> What the task requires: A faithful copy is needed. Set down all of the data below exactly.

> Point localization data:
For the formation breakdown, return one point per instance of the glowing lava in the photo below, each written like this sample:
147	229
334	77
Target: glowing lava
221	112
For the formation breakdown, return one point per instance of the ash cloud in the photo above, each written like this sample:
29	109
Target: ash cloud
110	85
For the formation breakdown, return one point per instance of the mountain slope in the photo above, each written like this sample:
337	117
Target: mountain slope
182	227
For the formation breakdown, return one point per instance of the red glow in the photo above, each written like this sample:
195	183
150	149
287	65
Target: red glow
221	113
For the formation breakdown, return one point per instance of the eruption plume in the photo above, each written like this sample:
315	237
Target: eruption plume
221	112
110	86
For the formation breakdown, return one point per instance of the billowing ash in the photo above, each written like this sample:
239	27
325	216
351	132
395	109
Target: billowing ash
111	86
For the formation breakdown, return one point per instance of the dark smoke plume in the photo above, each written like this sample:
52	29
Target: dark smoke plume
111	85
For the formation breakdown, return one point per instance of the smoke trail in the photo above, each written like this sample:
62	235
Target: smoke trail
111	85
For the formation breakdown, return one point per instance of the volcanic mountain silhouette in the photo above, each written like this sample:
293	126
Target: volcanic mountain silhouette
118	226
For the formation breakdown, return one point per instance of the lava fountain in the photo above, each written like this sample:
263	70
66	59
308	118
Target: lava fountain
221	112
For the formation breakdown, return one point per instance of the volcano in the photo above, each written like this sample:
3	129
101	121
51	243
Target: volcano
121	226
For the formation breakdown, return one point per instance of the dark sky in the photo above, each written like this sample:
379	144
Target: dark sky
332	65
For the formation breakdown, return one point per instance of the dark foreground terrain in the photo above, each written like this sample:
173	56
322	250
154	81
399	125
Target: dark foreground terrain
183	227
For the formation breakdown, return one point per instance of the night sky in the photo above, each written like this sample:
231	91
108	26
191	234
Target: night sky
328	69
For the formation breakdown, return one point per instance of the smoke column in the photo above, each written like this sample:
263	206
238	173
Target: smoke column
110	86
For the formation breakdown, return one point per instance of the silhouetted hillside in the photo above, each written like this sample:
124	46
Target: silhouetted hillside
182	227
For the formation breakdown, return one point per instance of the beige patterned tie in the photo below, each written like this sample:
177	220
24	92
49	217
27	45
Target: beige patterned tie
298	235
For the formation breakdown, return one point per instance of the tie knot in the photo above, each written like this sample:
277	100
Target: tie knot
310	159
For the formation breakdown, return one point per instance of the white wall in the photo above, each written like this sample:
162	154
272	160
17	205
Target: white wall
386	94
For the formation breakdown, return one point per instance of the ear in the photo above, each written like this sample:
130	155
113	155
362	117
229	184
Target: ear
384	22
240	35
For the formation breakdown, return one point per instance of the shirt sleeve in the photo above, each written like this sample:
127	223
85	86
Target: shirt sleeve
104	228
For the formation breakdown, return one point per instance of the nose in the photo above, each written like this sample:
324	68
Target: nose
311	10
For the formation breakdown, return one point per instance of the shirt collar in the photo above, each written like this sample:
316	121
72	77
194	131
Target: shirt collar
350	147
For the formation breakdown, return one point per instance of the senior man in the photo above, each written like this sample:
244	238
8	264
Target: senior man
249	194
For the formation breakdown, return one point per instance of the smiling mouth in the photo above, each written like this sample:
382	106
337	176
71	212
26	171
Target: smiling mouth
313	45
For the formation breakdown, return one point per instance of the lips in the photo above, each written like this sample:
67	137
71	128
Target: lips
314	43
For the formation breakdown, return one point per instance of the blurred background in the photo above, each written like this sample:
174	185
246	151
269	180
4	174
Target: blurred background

> Completed task:
For the formation breakdown, return one point per instance of the glowing lava in the photo below, each written like this sample:
147	229
334	77
Target: glowing lava
221	112
For the formation breakdown, return one point per instance of the ash cloud in the photo above, each written like this sample:
29	109
Target: ash cloud
110	85
For the formation breakdown, return one point per instance of the mountain slope in the photo above, each written like this sample:
337	117
Target: mountain slope
182	227
For the formation breakdown, return one point per instance of the red glow in the photo above, each written like this sample:
195	183
150	149
287	65
Target: red glow
221	113
For the formation breakdown, return one point per instance of the eruption plume in the photo above, each written like this sample:
315	237
Target: eruption plume
221	112
110	86
For the formation breakdown, return one point per instance of the billowing ash in the photo above, each written like this sample:
239	27
325	216
351	132
395	109
Target: billowing ash
111	86
For the formation breakdown, return one point per instance of the dark smoke plume in the photo above, each written like this sample:
52	29
Target: dark smoke plume
111	85
For the formation breakdown, return one point per instance of the smoke trail in the photo above, each written like this sample:
62	235
Target: smoke trail
111	85
For the formation breakdown, return one point per instance of the volcanic mountain silhouette in the photo above, each written like this sample:
293	126
Target: volcanic mountain silhouette
118	226
For the formation breakdown, return one point per instance of the lava fountain in the photo above, each written like this sample:
263	70
66	59
308	118
Target: lava fountain
221	112
For the formation breakdown, return one point per instance of the volcano in the photo above, each written like this sample:
3	129
101	121
51	243
Target: volcano
121	226
For the formation breakdown, return one point per instance of the dark sky in the photo above, each written like this sample:
379	144
Target: dark sky
332	65
For the formation breakdown, return one point per instance of the dark foreground terrain in the photo above, each written like this sample:
173	56
322	250
154	81
399	125
Target: dark foreground terrain
183	227
For the formation breakdown, return one point per instance of the night sky in the photo above, each written like this sample:
231	91
108	26
191	234
Target: night sky
328	69
For the formation breakdown, return one point per instance of the smoke column in the photo above, each written like this sample:
263	206
238	173
Target: smoke column
110	86
For the formation breakdown, return one point per instance of the silhouetted hillside in the photo above, each written like this sample:
124	46
Target: silhouetted hillside
182	227
For the formation breakdown, return one point per instance of the beige patterned tie in the photo below, each written like this sample:
177	220
24	92
49	217
27	45
Target: beige patterned tie
298	235
For the formation breakdown, return one point per instance of the tie knot in the photo above, each written like this sample:
277	100
Target: tie knot
310	159
For the formation breakdown, return one point per instance of the white wall in the photo above, each written like this sample:
162	154
272	160
17	205
Target: white wall
386	94
For the formation breakdown, return one point per instance of the ear in the photo above, each written like this sample:
130	155
113	155
362	117
229	184
Target: ear
384	22
240	35
For the formation breakdown, return one point per instance of the shirt sleeve in the photo above, each written like this sample:
127	223
85	86
Target: shirt sleeve
104	228
For the formation breakdown, return one point per instance of the nose in the photo above, each written like this sample:
324	68
Target: nose
311	10
For the formation breakdown, return one point per instance of the shirt collar in the photo above, each written like this sample:
316	121
72	77
194	131
Target: shirt collar
350	147
For the formation breakdown, return one point per instance of the senior man in the photo above, each written like this sample:
244	238
8	264
Target: senior man
249	194
For the formation breakdown, return one point per instance of the smiling mouth in the photo above, each written like this sample:
382	106
337	176
71	212
26	171
Target: smiling mouth
313	45
For the formation breakdown, return one point per instance of the lips in the photo above, each written like this sample:
67	137
71	128
Target: lips
314	43
For the formation breakdown, return one point per instance of the blurred background in the photo above, each written like this sample:
174	185
246	151
269	180
4	174
Target: blurred background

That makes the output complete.